• **What you have to do**:
Please write each entry out again exactly as shown.

====

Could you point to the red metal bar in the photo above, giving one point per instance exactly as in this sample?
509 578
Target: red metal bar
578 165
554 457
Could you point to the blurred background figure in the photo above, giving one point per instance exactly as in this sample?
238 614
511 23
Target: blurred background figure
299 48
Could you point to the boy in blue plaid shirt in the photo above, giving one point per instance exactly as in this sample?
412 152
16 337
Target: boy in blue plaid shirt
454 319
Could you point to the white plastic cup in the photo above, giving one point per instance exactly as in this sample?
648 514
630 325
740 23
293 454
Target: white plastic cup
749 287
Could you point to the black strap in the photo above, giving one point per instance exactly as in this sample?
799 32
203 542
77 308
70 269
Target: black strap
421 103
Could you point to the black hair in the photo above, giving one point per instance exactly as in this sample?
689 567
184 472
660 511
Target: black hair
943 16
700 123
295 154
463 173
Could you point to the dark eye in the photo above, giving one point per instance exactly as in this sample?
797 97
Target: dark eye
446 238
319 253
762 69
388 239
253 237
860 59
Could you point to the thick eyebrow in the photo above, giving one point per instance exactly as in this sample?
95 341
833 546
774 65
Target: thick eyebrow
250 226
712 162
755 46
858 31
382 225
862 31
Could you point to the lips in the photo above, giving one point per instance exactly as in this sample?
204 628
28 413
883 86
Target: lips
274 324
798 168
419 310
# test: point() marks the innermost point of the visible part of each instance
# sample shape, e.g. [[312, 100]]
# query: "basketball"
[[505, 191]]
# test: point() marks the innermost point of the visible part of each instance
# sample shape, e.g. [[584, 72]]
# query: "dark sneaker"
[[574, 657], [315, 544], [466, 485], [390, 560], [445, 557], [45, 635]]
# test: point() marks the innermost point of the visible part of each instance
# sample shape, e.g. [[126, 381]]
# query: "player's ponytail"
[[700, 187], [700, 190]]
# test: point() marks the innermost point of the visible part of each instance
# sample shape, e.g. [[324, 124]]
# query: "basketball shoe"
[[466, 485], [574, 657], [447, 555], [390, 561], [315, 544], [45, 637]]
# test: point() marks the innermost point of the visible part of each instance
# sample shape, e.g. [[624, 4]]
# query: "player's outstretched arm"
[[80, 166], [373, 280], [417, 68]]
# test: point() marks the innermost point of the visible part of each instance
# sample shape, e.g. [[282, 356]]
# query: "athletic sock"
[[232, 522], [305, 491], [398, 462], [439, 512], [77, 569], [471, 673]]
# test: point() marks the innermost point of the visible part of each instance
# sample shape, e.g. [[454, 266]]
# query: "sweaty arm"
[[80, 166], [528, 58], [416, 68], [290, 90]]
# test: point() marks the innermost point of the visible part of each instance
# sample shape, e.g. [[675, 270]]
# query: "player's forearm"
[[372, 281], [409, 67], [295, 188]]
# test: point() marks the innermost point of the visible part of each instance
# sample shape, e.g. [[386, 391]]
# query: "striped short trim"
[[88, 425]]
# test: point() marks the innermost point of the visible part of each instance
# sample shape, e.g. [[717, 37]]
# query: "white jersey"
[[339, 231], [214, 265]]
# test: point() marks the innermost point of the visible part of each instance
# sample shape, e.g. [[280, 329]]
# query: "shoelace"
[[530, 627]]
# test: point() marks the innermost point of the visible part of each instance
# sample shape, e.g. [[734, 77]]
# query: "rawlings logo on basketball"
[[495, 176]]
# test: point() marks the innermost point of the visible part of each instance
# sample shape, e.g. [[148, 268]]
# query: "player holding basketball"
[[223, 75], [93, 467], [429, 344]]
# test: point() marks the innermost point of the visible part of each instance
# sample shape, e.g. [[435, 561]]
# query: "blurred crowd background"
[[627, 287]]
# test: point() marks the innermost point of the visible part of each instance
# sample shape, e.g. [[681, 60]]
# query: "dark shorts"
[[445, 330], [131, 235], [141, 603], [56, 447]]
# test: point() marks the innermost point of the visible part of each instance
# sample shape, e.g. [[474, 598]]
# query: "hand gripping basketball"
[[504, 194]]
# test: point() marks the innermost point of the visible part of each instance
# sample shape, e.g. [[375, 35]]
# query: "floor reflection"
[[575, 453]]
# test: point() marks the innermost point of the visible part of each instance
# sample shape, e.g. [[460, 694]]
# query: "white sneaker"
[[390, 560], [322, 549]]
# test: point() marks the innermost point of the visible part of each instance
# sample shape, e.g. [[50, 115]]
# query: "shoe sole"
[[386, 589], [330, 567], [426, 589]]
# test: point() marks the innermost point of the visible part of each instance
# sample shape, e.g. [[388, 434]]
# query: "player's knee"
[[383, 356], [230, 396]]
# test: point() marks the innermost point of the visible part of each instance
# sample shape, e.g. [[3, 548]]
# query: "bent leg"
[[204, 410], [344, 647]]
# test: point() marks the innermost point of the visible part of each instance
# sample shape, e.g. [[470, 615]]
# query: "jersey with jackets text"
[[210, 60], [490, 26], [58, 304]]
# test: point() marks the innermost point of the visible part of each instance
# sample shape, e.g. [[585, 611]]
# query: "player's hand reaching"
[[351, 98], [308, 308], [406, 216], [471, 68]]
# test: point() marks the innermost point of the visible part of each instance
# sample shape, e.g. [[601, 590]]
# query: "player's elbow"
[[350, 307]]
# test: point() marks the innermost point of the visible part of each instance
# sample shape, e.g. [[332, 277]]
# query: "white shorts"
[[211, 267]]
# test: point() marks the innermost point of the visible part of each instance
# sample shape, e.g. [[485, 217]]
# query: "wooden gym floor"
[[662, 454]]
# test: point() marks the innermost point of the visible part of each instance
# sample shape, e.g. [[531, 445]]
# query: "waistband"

====

• **Solution for this task**:
Could you point to the red metal bar in the photo above, giving one point per instance exactly as in this sample?
509 578
Target: red metal bar
578 165
554 457
Could you point to the blurred background figure in the photo above, giving one point per instance exactly as in this sample?
238 614
511 23
Target: blurred background figure
299 48
Could you point to the boy in blue plaid shirt in the photo above, giving one point per instance exactly as in this sample?
412 152
16 337
Target: boy in blue plaid shirt
454 319
Could you point to the white plastic cup in the photo above, giving one point per instance exactly as in this sample?
648 514
630 325
740 23
293 454
Target: white plastic cup
749 287
Could you point to the black strap in the photo above, giving one point per instance exactly as in this sample?
799 32
203 542
77 308
70 269
Target: black strap
421 103
Could you point to the black hair in the photo above, giving one point per instance exactly as in this sample?
689 567
184 472
660 511
Target: black hair
943 16
700 123
295 154
463 173
Could you point to the dark eye in the photo above, giving one point per instance exactly as in this sample?
797 97
Target: dark eye
446 238
319 253
762 69
388 239
253 237
860 59
Could you point to the thick eyebrow in the photo above, giving one point per instance exactly as in this sample?
95 341
833 546
774 65
Target: thick eyebrow
250 226
712 162
755 46
858 31
382 225
862 31
Could you point to the lips in the photo above, giving one point per instance exactly as in this sample?
204 628
28 413
883 86
Target: lips
274 324
798 168
419 310
# test: point() marks the innermost point of the visible part of each instance
# sample shape, e.g. [[312, 100]]
# query: "basketball"
[[505, 191]]
# test: point() marks the innermost point of the visible part of each instance
# sample shape, e.g. [[584, 72]]
# query: "dark sneaker"
[[574, 657], [315, 544], [466, 485], [390, 560], [445, 557], [45, 635]]
# test: point() marks the innermost point of the visible part of each instance
# sample shape, e.g. [[126, 381]]
# query: "player's ponytail"
[[700, 187], [700, 190]]
# test: point() marks the innermost point of the visible part of each instance
# sample shape, e.g. [[324, 124]]
# query: "basketball shoe"
[[466, 485], [574, 657], [447, 555], [390, 561], [315, 544], [45, 637]]
# test: point() marks the innermost point of the visible part of each instance
# sample shape, e.g. [[624, 4]]
# query: "player's outstretched arm"
[[80, 166], [373, 280], [417, 68]]
# test: point() marks the innermost point of the visible part of each instance
# sample shape, e.g. [[282, 356]]
# query: "athletic sock"
[[232, 522], [305, 491], [398, 462], [439, 512], [77, 569], [471, 673]]
# test: point() marks the innermost point of the visible part of each instance
# sample shape, e.g. [[454, 266]]
# query: "sweaty arm"
[[80, 166], [528, 58], [416, 68], [290, 90]]
# test: point() marks the innermost point of the visible part of each instance
# sample shape, e.g. [[675, 270]]
# query: "player's forearm"
[[372, 281], [409, 67], [295, 188]]
# test: point() marks the innermost point of the visible part of each instance
# sample shape, e.g. [[386, 391]]
# query: "striped short trim"
[[88, 425]]
# test: point() marks the innermost point of the visible part of each instance
# sample shape, e.g. [[717, 37]]
# query: "white jersey"
[[339, 231], [214, 265]]
# test: point() marks the innermost point of the visible part of each instance
# sample shape, e.g. [[280, 329]]
# query: "shoelace"
[[530, 627]]
# test: point() marks the innermost point of the visible part of each instance
# sample shape, e.g. [[734, 77]]
# query: "rawlings logo on basketball"
[[495, 176]]
# test: point() marks the innermost point of the visible part of each instance
# sample shape, e.g. [[148, 268]]
# query: "player holding basketball"
[[223, 75], [93, 467], [429, 344]]
# test: point() marks the innermost point of the visible part of each instance
# sample shape, e.g. [[435, 561]]
# query: "blurred crowd background"
[[627, 287]]
# test: point() marks the innermost point of the visible part of each instance
# sample shape, e.g. [[681, 60]]
# query: "dark shorts"
[[445, 330], [131, 235], [141, 603], [56, 447]]
# test: point() marks the innermost point of the visible part of each instance
# sample shape, e.g. [[474, 598]]
# query: "hand gripping basketball"
[[504, 194]]
# test: point() marks the innermost point of the visible part of each instance
# sample shape, e.g. [[375, 35]]
# query: "floor reflection"
[[575, 453]]
# test: point() marks the innermost point of the visible part of each instance
# sample shape, e.g. [[460, 694]]
# query: "white sneaker"
[[390, 560], [322, 549]]
# test: point() marks the innermost point of the visible part of each instance
# sample shape, e.g. [[50, 115]]
# query: "shoe sole"
[[386, 589], [330, 567], [426, 589]]
# test: point() marks the innermost point of the visible part of each instance
# sample shape, e.g. [[388, 434]]
# query: "player's knee"
[[383, 356], [230, 396]]
# test: point() marks the innermost point of the visible part of each instance
# sample shape, e.g. [[3, 548]]
# query: "bent leg"
[[204, 410], [344, 647]]
# test: point() marks the innermost point of the visible part of each instance
# sample shape, e.g. [[470, 615]]
# query: "jersey with jackets text"
[[210, 60], [490, 26], [58, 304]]
# test: point() marks the innermost point of the visible part of each instance
# sample shape, e.g. [[585, 611]]
# query: "player's hand reaching"
[[351, 98], [308, 308], [406, 216], [471, 68]]
# test: point() marks the innermost point of the visible part of each instance
# sample shape, e.g. [[601, 590]]
# query: "player's elbow"
[[350, 307]]
# test: point() marks the innermost point of the visible part of each instance
# sample shape, e.g. [[332, 277]]
# query: "white shorts"
[[211, 267]]
# test: point() marks the innermost point of the visible part of each instance
# sample shape, e.g. [[485, 217]]
# query: "wooden gym floor"
[[662, 454]]
# test: point() marks the innermost point of the visible part of each instance
# sample shape, e.g. [[531, 445]]
# query: "waistband"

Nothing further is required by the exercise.